The many different approaches used to sequence RNA, even severely degraded RNA, can produce relatively similar results, a finding that should reassure patients, physicians and scientists faced with a variety of new technologies that have flourished over the last several years, new research from Weill Cornell Medical College suggests.
Scientists and physicians have been using RNA sequencing — which can characterize essentially any condition with a genetic basis, from prenatal birth defects to cancers among the elderly – with increasing frequency over the past five years. But it was unknown whether these next-generation sequencing platforms produced reliably similar results, and this represented a looming question for researchers, clinicians, and the Food and Drug Administration (FDA).
"One of the goals of the project was to establish extremely high standards for RNA sequencing," said Dr. Christopher Mason, an assistant professor in the Department of Physiology and Biophysics and assistant professor in the HRH Prince Alwaleed Bin Talal Bin Abdulaziz Al-Saud Institute for Computational Biomedicine at Weill Cornell. "While there is no single perfect platform, in general, for most genes, most of the time, the technologies are fairly concordant."
The results of the research, which was led by Dr. Mason and done in collaboration with the FDA and the Association of Biomolecular Resource Facilities, were published Aug. 24 in a series of three articles in Nature Biotechnology and featured on the cover. The project assessed all current technologies and major biochemical methods for RNA sequencing, examining the work of more than 30 RNA-sequencing labs and hundreds of researchers.

● **Dataset content**:

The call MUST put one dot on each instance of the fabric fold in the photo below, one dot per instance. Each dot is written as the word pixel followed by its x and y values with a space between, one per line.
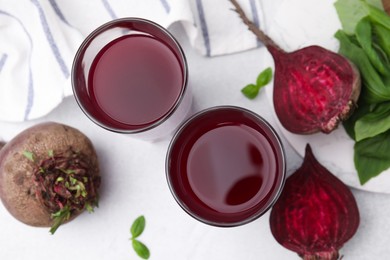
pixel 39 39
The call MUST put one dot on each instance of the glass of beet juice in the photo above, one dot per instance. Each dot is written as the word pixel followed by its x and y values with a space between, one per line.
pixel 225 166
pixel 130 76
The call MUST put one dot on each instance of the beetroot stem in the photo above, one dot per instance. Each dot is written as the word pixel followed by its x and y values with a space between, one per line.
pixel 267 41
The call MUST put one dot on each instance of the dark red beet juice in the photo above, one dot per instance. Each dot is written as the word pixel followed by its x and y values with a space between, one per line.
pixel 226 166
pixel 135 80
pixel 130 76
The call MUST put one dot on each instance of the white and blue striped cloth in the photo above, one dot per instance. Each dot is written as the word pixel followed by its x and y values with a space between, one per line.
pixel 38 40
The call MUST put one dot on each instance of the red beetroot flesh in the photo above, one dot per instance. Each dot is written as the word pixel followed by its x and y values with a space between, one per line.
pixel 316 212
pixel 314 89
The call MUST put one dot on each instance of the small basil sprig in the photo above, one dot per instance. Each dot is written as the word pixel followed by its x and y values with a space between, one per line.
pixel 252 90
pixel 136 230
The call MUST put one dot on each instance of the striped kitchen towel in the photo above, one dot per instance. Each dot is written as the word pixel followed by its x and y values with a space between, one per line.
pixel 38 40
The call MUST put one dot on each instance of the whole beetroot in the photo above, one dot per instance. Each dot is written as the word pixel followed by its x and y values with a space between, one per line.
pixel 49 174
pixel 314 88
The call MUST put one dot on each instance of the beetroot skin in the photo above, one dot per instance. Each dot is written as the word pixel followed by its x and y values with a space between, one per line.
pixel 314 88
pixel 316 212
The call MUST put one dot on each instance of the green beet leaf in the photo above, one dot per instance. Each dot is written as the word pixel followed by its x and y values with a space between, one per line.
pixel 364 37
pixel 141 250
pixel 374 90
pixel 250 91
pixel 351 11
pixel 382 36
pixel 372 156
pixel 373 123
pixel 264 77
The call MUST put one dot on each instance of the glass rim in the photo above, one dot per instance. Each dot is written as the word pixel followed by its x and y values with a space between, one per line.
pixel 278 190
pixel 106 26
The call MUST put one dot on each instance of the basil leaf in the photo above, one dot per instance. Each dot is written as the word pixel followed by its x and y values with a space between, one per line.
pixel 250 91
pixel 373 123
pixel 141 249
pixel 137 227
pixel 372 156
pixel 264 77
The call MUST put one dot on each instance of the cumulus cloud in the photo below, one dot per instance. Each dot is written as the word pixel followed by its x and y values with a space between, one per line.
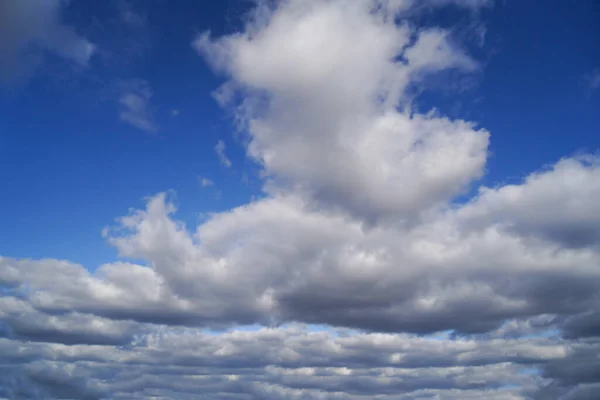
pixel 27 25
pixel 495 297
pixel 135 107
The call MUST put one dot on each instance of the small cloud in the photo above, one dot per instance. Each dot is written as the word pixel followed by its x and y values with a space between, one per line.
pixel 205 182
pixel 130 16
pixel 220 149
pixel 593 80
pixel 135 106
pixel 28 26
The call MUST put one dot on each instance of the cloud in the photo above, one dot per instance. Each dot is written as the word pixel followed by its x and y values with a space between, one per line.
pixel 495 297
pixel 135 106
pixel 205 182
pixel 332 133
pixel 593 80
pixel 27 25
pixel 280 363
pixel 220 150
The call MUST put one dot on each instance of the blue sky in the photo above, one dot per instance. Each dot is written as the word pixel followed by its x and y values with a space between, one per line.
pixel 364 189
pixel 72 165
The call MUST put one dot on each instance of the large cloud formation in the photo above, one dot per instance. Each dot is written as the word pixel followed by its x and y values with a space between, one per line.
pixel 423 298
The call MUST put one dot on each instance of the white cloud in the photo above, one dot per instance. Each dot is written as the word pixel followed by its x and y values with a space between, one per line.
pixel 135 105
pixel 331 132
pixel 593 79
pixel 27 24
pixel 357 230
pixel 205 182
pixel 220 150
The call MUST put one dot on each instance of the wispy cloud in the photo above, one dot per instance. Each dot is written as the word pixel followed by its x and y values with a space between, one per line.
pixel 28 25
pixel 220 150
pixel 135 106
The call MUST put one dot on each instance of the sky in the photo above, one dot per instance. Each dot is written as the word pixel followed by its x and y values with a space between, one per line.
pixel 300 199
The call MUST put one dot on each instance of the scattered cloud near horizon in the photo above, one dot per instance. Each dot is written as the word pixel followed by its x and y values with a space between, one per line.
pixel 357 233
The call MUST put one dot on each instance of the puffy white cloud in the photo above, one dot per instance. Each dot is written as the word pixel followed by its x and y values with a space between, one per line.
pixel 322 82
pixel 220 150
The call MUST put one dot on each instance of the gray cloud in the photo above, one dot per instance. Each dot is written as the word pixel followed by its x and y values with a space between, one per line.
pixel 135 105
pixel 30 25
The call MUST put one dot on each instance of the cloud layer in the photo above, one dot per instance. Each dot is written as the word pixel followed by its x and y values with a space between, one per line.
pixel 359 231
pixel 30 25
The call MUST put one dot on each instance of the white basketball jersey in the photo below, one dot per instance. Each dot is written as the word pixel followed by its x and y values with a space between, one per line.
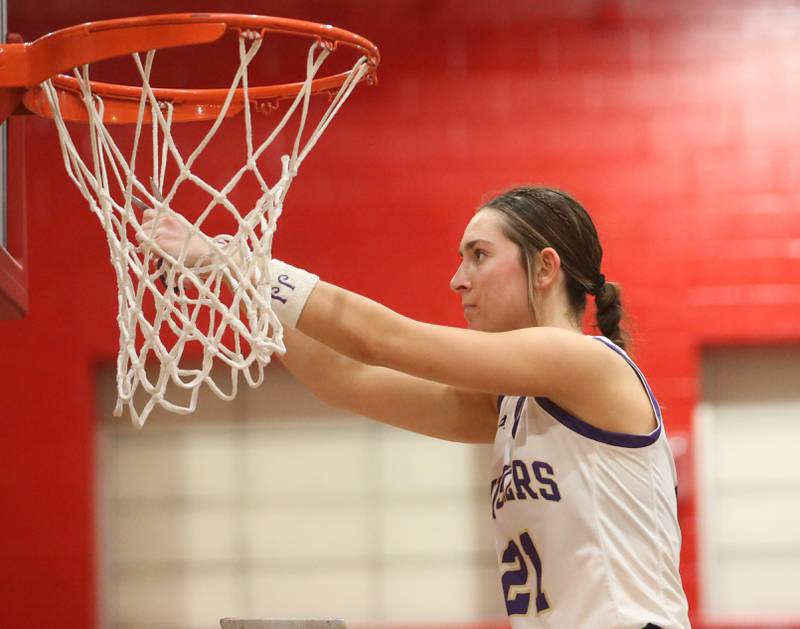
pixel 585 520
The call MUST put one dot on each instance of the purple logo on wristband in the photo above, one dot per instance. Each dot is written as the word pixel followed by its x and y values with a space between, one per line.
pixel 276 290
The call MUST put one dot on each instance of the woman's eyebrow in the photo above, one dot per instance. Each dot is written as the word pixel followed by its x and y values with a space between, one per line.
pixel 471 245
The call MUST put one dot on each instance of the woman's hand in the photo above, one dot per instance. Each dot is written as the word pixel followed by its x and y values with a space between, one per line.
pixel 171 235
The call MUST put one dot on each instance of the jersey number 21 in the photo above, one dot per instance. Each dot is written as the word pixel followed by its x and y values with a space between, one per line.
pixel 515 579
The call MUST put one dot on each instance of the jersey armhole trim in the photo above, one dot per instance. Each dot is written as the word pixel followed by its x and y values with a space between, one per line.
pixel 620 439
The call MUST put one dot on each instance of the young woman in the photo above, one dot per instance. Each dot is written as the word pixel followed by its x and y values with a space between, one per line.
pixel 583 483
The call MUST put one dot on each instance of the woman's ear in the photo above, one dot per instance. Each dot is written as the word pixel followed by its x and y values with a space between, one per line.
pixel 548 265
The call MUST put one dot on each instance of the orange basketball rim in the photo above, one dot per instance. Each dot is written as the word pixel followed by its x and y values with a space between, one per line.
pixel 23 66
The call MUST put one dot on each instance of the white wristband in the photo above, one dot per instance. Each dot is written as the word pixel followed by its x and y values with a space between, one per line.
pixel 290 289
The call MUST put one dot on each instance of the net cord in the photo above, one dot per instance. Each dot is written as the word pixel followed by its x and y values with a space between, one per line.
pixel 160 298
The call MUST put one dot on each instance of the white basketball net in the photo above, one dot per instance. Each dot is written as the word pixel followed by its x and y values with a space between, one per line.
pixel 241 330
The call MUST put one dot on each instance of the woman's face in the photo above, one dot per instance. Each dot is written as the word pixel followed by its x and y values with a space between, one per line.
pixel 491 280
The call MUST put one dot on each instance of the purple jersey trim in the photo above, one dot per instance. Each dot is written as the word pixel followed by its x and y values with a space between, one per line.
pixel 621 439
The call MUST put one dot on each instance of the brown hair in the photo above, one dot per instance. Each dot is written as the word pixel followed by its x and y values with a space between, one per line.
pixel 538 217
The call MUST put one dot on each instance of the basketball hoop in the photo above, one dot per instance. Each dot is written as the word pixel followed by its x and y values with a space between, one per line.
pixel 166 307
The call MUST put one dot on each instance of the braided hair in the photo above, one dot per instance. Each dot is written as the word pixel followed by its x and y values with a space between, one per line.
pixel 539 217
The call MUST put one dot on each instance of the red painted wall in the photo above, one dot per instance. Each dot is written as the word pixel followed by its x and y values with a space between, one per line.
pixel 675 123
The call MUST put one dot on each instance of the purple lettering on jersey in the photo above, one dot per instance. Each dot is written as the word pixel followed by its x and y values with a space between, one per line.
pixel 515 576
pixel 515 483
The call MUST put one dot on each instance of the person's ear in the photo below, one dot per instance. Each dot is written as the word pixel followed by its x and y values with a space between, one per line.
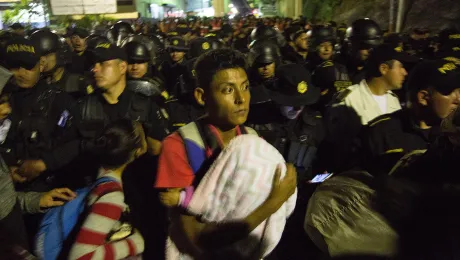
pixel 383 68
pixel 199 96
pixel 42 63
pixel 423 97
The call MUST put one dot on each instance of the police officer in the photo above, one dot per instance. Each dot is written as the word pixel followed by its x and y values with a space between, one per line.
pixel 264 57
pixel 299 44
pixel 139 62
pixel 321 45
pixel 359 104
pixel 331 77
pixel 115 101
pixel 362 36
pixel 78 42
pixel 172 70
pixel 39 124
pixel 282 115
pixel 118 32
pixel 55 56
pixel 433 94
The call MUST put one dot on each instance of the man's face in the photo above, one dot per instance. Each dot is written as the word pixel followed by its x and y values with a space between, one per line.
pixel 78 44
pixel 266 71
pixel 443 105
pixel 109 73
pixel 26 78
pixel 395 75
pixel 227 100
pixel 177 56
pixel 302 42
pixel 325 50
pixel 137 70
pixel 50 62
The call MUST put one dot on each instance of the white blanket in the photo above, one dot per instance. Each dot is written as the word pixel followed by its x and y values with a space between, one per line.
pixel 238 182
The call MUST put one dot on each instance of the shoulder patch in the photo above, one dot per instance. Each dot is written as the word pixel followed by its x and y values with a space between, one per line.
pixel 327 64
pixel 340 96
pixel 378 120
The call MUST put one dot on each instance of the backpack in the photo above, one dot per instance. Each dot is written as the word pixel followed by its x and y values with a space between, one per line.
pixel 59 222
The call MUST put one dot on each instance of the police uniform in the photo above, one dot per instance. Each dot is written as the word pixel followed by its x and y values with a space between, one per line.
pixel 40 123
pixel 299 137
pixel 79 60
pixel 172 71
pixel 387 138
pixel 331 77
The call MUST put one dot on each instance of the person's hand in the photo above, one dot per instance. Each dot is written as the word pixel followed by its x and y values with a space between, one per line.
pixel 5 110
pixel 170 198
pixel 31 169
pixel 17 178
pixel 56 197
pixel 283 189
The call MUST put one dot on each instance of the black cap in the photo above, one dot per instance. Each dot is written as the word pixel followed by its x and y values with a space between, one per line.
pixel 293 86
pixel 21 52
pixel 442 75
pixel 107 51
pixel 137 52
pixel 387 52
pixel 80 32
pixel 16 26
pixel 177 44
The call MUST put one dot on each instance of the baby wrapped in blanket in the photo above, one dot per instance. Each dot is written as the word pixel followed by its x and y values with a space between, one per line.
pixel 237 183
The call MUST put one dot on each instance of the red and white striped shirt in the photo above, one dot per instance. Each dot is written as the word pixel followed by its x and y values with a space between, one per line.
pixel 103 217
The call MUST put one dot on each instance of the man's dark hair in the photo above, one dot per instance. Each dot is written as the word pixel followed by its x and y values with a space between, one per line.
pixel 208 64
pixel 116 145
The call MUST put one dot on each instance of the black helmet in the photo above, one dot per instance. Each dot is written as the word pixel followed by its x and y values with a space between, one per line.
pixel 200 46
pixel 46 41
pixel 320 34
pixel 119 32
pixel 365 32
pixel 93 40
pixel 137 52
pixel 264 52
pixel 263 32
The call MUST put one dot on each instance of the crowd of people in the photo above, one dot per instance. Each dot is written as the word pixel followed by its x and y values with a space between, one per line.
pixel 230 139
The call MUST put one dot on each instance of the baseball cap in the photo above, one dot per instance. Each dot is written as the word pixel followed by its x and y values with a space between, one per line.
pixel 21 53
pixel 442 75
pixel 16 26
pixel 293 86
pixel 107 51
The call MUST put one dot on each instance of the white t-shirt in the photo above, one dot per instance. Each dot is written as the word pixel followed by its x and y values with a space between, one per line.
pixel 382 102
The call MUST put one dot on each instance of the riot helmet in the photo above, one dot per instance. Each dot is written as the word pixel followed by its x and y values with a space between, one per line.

● **Work to complete**:
Turn the paragraph of the RNA sequencing article that begins "The results of the research" into a short bulleted list that keeps its main facts.

● **Result of the exercise**:
- Led by Dr. Mason, with the FDA and the Association of Biomolecular Resource Facilities
- Published Aug. 24 as three articles in Nature Biotechnology and featured on the cover
- Assessed all current technologies and major biochemical methods for RNA sequencing
- Examined the work of more than 30 RNA-sequencing labs and hundreds of researchers